===== Data for this task =====

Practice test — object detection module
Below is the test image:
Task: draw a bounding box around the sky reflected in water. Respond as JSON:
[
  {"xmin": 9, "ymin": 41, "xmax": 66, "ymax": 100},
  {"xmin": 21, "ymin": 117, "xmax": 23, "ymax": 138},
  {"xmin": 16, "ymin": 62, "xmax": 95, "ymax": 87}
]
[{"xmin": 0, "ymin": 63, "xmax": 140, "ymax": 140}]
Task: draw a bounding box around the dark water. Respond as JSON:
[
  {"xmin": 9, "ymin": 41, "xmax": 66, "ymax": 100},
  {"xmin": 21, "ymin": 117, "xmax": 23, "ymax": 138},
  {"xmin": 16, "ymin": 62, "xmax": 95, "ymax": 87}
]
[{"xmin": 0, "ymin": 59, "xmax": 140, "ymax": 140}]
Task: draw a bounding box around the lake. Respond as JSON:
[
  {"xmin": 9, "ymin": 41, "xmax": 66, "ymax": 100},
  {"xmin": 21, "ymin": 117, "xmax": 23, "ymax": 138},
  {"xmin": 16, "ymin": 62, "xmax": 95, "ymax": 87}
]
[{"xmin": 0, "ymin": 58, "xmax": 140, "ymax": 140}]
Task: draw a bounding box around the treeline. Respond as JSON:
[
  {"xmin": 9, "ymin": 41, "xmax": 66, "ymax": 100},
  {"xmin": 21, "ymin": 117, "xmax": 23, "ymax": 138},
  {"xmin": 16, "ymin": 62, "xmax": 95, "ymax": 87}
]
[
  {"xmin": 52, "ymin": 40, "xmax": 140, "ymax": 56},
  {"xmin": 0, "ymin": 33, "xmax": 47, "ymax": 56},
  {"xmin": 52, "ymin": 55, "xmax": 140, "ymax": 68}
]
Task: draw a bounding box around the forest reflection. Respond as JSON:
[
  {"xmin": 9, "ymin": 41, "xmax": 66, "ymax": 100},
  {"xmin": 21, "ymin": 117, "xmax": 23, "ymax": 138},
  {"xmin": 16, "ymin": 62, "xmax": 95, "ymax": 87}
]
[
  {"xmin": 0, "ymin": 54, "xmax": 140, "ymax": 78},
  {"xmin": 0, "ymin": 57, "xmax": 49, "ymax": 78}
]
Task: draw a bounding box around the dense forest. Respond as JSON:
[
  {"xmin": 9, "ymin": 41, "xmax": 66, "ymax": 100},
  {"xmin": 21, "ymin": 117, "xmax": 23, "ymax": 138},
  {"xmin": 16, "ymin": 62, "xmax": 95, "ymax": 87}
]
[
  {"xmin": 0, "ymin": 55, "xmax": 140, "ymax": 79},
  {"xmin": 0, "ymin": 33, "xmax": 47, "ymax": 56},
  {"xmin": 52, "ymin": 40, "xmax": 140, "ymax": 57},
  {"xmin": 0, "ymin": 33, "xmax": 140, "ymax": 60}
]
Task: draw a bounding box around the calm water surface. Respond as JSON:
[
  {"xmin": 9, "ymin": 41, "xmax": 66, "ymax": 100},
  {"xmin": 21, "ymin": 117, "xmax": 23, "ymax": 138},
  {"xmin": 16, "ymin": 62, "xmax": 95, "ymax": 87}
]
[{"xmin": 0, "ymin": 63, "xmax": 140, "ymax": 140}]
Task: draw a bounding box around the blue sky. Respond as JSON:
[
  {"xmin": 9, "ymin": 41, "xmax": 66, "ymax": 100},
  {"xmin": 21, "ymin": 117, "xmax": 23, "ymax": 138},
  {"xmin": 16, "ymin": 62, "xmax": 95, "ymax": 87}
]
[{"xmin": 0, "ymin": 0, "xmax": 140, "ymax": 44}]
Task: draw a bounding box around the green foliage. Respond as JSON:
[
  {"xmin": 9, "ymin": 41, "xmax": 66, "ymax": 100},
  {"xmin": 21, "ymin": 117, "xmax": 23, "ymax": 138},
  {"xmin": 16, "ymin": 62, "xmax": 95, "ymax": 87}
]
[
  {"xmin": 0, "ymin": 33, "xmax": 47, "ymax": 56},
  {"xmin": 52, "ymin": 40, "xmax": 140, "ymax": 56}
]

=====

[Aim of the task]: Tally the lines in the rows above that contain the string "bounding", and give only the resulting number.

[Result]: 9